TASK GOAL =>
Render the items from the line with "outline green leaf texture" to the line with "[[0, 170], [256, 169], [255, 0], [0, 0]]", both ends included, as a numbered list with blank lines left out.

DATASET EXCERPTS =>

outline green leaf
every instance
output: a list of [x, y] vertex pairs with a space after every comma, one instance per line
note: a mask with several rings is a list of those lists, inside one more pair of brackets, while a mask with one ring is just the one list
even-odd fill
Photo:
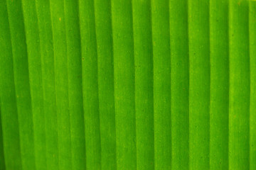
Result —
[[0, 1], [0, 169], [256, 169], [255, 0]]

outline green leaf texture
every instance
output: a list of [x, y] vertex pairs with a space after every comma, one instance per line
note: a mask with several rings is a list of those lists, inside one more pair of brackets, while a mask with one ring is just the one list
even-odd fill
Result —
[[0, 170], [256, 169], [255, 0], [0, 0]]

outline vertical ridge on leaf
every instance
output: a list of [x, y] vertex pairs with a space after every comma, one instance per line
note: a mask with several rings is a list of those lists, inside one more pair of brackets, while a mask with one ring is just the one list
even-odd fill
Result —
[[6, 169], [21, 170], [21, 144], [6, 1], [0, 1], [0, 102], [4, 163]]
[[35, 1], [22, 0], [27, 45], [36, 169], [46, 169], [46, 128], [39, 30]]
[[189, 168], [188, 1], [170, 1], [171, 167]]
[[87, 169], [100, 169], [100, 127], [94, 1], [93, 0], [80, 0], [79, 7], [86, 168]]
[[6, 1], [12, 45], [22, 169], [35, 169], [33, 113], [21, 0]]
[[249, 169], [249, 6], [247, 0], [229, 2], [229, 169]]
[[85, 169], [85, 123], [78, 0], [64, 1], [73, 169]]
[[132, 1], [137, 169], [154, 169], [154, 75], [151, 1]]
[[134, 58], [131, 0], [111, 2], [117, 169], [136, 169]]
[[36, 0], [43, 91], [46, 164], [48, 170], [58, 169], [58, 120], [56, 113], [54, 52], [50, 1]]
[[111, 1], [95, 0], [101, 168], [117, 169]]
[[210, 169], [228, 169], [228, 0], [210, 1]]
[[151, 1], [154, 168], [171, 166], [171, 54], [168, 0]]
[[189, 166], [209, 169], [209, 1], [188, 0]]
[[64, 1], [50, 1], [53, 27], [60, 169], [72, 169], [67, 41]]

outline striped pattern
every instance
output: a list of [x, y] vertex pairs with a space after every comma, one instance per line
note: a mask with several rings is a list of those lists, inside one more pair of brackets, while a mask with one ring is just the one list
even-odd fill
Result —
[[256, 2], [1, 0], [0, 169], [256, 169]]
...
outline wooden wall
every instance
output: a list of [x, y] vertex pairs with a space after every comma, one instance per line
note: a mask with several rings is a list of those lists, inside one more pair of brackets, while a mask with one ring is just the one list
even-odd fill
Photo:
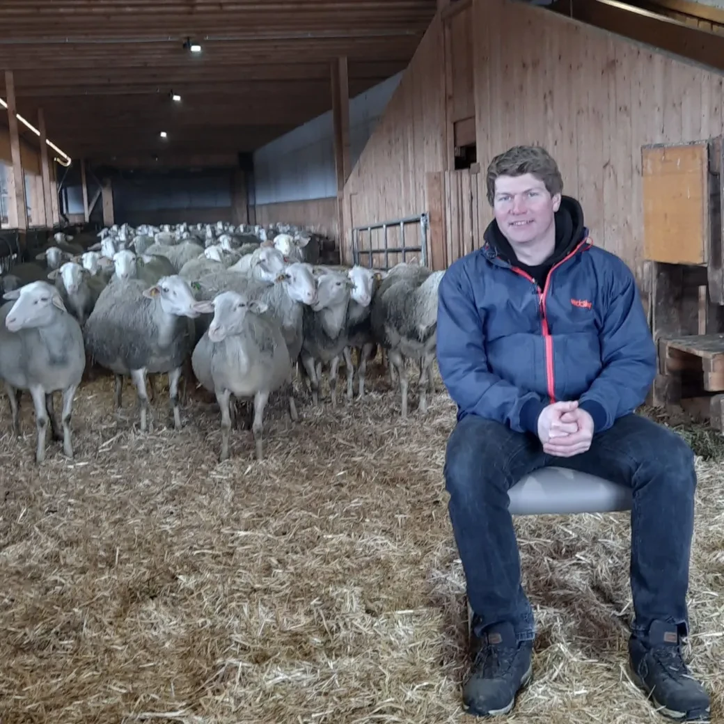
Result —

OUTPUT =>
1. outline green leaf texture
2. every instance
3. output: a list of [x, y] vertex pairs with a space after every comma, one instance per line
4. note: a mask with several rings is a list of those lists, inside one more pair of brackets, while a mask with one ring is just the one list
5. even-odd fill
6. Result —
7. [[0, 170], [256, 169], [255, 0], [0, 0]]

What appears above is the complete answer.